>>>

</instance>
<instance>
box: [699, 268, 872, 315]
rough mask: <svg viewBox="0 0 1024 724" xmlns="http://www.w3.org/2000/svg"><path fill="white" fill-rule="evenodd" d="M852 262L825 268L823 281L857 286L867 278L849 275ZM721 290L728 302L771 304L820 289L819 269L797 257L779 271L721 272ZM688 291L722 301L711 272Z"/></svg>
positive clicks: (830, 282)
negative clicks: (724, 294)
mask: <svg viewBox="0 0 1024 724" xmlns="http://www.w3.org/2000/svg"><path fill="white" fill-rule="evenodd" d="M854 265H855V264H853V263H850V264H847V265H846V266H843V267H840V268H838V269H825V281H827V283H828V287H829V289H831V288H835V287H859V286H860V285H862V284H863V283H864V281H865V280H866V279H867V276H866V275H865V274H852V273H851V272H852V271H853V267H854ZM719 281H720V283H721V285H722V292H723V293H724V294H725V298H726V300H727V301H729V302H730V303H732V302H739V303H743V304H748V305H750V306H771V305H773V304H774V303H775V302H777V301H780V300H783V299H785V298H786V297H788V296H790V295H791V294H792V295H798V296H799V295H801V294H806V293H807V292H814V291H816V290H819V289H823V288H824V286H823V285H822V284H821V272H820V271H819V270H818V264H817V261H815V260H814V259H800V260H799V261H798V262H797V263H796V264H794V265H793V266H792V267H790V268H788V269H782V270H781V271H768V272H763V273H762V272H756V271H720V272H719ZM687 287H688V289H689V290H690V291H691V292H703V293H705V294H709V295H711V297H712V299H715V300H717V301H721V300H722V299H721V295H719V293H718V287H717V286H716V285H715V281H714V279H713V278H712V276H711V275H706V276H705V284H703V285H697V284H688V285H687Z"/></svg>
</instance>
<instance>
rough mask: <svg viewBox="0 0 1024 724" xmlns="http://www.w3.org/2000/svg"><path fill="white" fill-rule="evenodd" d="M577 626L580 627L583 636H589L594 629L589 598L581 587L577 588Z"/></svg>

<<<

▸ **DIRECTIONS FOR THIS TASK**: Transcribe each entry. Leave nothing out.

▸ **WRITTEN RESPONSE**:
</instance>
<instance>
box: [699, 268, 872, 315]
rough mask: <svg viewBox="0 0 1024 724" xmlns="http://www.w3.org/2000/svg"><path fill="white" fill-rule="evenodd" d="M852 262L825 268L823 281L857 286L867 278L849 275ZM721 290L728 302L771 304L820 289L819 269L797 257L779 271L721 272ZM688 291L722 301L711 272Z"/></svg>
positive clicks: (830, 282)
negative clicks: (724, 294)
mask: <svg viewBox="0 0 1024 724" xmlns="http://www.w3.org/2000/svg"><path fill="white" fill-rule="evenodd" d="M854 265H855V264H853V263H850V264H847V265H846V266H843V267H840V268H838V269H825V281H827V283H828V287H829V289H831V288H835V287H859V286H860V285H862V284H863V283H864V281H865V280H866V279H867V276H866V275H865V274H852V273H851V272H852V271H853V267H854ZM719 281H720V283H721V285H722V292H723V293H724V294H725V298H726V300H727V301H729V302H730V303H732V302H739V303H743V304H748V305H750V306H771V305H773V304H774V303H775V302H777V301H780V300H783V299H785V298H786V297H788V296H790V295H791V294H792V295H798V296H799V295H801V294H806V293H807V292H814V291H816V290H819V289H823V288H824V286H823V285H822V284H821V272H820V271H819V270H818V264H817V261H815V260H814V259H800V260H799V261H798V262H797V263H796V264H794V265H793V266H792V267H790V268H788V269H782V270H781V271H768V272H763V273H762V272H756V271H720V272H719ZM687 287H688V289H689V290H690V291H691V292H703V293H705V294H709V295H711V297H712V299H715V300H717V301H721V300H722V299H721V295H719V293H718V287H717V286H716V285H715V281H714V279H713V278H712V276H711V275H706V276H705V284H703V285H697V284H688V285H687Z"/></svg>
</instance>
<instance>
rough mask: <svg viewBox="0 0 1024 724" xmlns="http://www.w3.org/2000/svg"><path fill="white" fill-rule="evenodd" d="M577 626L580 627L583 636H589L594 629L589 598L581 587L577 588Z"/></svg>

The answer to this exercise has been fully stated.